** EXERCISE REQUIREMENTS **
Convert every line of the records below into a Markdown table with the columns "Row" and "Line," numbering each row and omitting blank lines.

Labeled area outline records
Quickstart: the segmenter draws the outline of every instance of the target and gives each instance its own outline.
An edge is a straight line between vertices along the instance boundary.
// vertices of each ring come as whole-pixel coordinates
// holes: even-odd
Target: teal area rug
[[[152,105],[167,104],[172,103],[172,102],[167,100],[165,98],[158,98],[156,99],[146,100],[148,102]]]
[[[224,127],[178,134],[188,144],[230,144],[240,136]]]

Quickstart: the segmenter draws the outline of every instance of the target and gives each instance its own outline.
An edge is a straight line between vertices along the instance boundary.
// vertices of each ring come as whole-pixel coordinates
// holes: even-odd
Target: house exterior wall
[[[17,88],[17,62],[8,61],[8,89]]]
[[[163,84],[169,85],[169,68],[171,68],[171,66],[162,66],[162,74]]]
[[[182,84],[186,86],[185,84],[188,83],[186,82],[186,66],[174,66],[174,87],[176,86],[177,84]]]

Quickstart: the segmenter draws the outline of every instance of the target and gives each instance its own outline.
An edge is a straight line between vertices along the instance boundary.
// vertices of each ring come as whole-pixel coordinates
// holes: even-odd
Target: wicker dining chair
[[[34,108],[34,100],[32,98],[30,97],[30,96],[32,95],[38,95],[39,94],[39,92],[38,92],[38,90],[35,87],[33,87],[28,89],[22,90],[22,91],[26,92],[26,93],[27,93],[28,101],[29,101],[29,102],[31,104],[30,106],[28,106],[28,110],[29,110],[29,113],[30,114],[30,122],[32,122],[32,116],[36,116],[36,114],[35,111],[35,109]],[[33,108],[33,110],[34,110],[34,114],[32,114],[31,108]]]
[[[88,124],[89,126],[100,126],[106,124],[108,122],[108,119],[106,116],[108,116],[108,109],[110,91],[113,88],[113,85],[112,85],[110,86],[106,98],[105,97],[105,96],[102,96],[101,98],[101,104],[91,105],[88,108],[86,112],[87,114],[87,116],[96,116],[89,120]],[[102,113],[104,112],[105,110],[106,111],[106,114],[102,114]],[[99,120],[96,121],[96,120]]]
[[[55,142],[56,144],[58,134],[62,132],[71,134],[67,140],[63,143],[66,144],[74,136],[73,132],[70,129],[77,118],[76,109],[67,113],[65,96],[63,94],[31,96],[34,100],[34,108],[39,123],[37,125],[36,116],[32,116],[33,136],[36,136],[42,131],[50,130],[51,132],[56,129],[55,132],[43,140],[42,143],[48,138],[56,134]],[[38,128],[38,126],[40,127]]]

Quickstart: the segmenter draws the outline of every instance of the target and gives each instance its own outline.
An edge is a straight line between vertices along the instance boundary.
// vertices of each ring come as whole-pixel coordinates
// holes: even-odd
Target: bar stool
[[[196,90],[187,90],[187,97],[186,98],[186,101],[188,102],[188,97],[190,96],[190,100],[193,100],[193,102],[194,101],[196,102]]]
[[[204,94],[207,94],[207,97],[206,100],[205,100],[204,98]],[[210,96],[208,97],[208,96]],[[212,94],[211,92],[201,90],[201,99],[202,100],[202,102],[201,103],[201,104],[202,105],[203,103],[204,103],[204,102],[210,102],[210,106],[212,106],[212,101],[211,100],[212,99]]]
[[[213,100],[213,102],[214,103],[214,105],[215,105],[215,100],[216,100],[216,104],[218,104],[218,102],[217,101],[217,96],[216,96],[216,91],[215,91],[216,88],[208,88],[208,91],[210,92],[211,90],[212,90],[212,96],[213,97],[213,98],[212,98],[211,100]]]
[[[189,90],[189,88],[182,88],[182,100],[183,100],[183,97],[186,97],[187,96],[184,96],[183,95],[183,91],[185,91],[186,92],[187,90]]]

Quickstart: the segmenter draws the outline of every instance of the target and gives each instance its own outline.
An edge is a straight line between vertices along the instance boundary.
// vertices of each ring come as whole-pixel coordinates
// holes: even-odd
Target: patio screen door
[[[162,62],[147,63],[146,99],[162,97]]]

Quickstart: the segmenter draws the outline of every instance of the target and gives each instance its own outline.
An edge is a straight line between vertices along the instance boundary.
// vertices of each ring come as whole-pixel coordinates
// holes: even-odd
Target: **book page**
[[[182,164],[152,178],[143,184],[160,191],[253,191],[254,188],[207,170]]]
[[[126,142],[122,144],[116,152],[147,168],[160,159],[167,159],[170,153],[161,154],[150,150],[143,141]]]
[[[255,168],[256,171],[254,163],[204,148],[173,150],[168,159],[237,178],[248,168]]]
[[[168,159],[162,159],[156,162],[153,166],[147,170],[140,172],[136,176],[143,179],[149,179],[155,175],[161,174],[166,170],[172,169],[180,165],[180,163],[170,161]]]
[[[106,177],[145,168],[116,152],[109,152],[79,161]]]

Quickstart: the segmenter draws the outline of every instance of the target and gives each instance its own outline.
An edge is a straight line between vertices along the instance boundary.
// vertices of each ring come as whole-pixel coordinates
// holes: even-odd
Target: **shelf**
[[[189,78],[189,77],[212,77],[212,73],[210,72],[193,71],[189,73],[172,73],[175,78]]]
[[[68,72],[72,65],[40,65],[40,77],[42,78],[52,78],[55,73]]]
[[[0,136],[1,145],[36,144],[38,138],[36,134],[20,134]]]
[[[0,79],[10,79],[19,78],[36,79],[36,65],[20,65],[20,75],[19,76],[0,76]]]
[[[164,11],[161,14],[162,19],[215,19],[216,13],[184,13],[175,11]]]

** ANSWER TO THIS EXERCISE **
| Row | Line |
|---|---|
| 1 | Quickstart: the segmenter draws the outline of every instance of the target and gives each instance its own outline. |
| 2 | An edge is a straight line between vertices along the instance boundary. |
| 3 | // vertices of each ring come as whole-pixel coordinates |
| 4 | // holes: even-odd |
| 5 | Target: teal area rug |
| 6 | [[[152,105],[167,104],[172,103],[172,102],[167,100],[165,98],[158,98],[156,99],[146,100],[148,102]]] |
| 7 | [[[224,127],[178,134],[188,144],[230,144],[240,136]]] |
| 8 | Quickstart: the segmenter draws the outline of every instance of the target and gives each instance its own outline. |
| 9 | An edge is a straight line between vertices along the instance boundary. |
| 10 | // vertices of each ring come as whole-pixel coordinates |
| 11 | // holes: even-odd |
| 12 | Target: house exterior wall |
| 13 | [[[17,88],[17,62],[8,61],[8,89]]] |
| 14 | [[[163,84],[169,85],[169,68],[171,68],[171,66],[162,66],[162,74]]] |
| 15 | [[[182,84],[186,86],[185,84],[188,83],[186,82],[186,66],[174,66],[174,87],[176,86],[177,84]]] |
| 16 | Quickstart: the segmenter draws the outline of every instance of the target and gives each instance its own outline. |
| 17 | An edge is a straight line between vertices along the instance boundary. |
| 18 | // vertices of each ring come as whole-pixel coordinates |
| 19 | // holes: even-odd |
| 20 | Target: wicker dining chair |
| 21 | [[[34,108],[34,100],[32,98],[30,97],[30,96],[32,95],[38,95],[39,94],[39,92],[38,92],[38,90],[35,87],[33,87],[28,89],[22,90],[22,91],[26,92],[26,93],[27,93],[28,101],[29,101],[29,102],[31,104],[30,106],[28,106],[28,110],[29,110],[29,113],[30,114],[30,122],[32,122],[32,116],[36,116],[36,114],[35,111],[35,109]],[[33,108],[33,110],[34,110],[34,114],[32,114],[31,108]]] |
| 22 | [[[88,124],[89,126],[100,126],[106,124],[108,122],[108,119],[106,116],[108,116],[108,109],[110,91],[113,88],[113,85],[112,85],[110,86],[106,98],[105,97],[105,96],[102,96],[101,98],[101,104],[91,105],[88,108],[86,112],[87,114],[87,116],[96,116],[89,120]],[[102,113],[104,112],[105,110],[106,111],[106,114],[102,114]],[[99,120],[96,121],[96,120]]] |
| 23 | [[[55,142],[56,144],[58,134],[62,132],[71,134],[67,140],[63,143],[66,144],[74,136],[73,132],[70,129],[77,118],[76,109],[67,113],[65,96],[63,94],[31,96],[34,100],[34,108],[39,123],[37,125],[36,116],[32,116],[33,136],[36,136],[42,131],[50,130],[51,132],[56,129],[55,132],[43,140],[42,143],[48,138],[56,134]],[[38,128],[38,126],[40,127]]] |
| 24 | Quickstart: the segmenter draws the outline of every instance of the target and gives each instance its own outline. |
| 25 | An edge is a straight line between vertices along the instance boundary. |
| 26 | // vertices of each ring come as whole-pixel coordinates |
| 27 | // holes: even-odd |
| 28 | Target: bar stool |
| 29 | [[[196,90],[187,90],[187,97],[186,98],[186,101],[188,102],[188,97],[190,96],[190,100],[193,100],[193,102],[194,101],[196,102]]] |
| 30 | [[[204,94],[207,94],[207,97],[206,100],[205,100],[204,98]],[[210,96],[208,97],[208,96]],[[212,94],[211,92],[201,90],[201,99],[202,100],[202,102],[201,103],[201,104],[202,105],[203,103],[204,103],[204,102],[210,102],[210,106],[212,106],[212,101],[211,100],[212,99]]] |
| 31 | [[[213,100],[213,102],[214,103],[214,105],[215,105],[215,100],[216,100],[216,104],[218,104],[218,102],[217,101],[217,96],[216,96],[216,91],[215,91],[216,88],[208,88],[208,91],[210,92],[211,90],[212,90],[212,96],[213,97],[213,98],[212,98],[211,100]]] |
| 32 | [[[189,90],[189,88],[182,88],[182,100],[183,100],[183,97],[186,97],[187,96],[184,96],[183,95],[183,91],[185,91],[186,92],[187,90]]] |
| 33 | Quickstart: the segmenter draws the outline of every instance of the target and gives each instance its own outline. |
| 34 | An edge is a straight line between vertices along the instance boundary. |
| 35 | // vertices of each ring come as whole-pixel coordinates |
| 36 | // holes: even-odd |
| 37 | Target: patio screen door |
| 38 | [[[162,62],[147,63],[146,99],[162,97]]] |
| 39 | Quickstart: the segmenter draws the outline of every instance of the target and gives each instance its own outline. |
| 40 | An edge is a straight line between vertices along the instance boundary. |
| 41 | // vertices of each ring come as whole-pixel coordinates |
| 42 | // holes: even-odd |
| 43 | Target: **book page** |
| 44 | [[[182,164],[152,178],[143,184],[160,191],[253,191],[254,188],[207,170]]] |
| 45 | [[[126,142],[122,144],[116,152],[147,168],[160,159],[167,159],[170,153],[161,154],[150,150],[143,141]]] |
| 46 | [[[255,168],[256,171],[254,163],[204,148],[173,150],[168,159],[237,178],[248,168]]] |
| 47 | [[[168,159],[162,159],[156,162],[153,166],[147,170],[140,172],[136,176],[143,179],[149,179],[155,175],[161,174],[166,170],[172,169],[180,165],[180,163],[170,161]]] |
| 48 | [[[106,177],[145,168],[116,152],[109,152],[79,161]]] |
| 49 | Quickstart: the segmenter draws the outline of every instance of the target and gives each instance its own outline. |
| 50 | An edge is a straight line between vertices along the instance boundary. |
| 51 | // vertices of each ring come as whole-pixel coordinates |
| 52 | // holes: even-odd |
| 53 | Target: **shelf** |
| 54 | [[[189,78],[189,77],[212,77],[212,73],[210,72],[193,71],[189,73],[172,73],[175,78]]] |
| 55 | [[[68,72],[72,65],[40,65],[40,77],[42,78],[52,78],[55,73]]] |
| 56 | [[[0,136],[1,145],[36,144],[38,138],[36,134],[20,134]]] |
| 57 | [[[0,79],[10,79],[19,78],[36,79],[36,65],[20,65],[20,75],[19,76],[0,76]]] |
| 58 | [[[164,11],[161,14],[162,19],[215,19],[216,13],[184,13],[175,11]]] |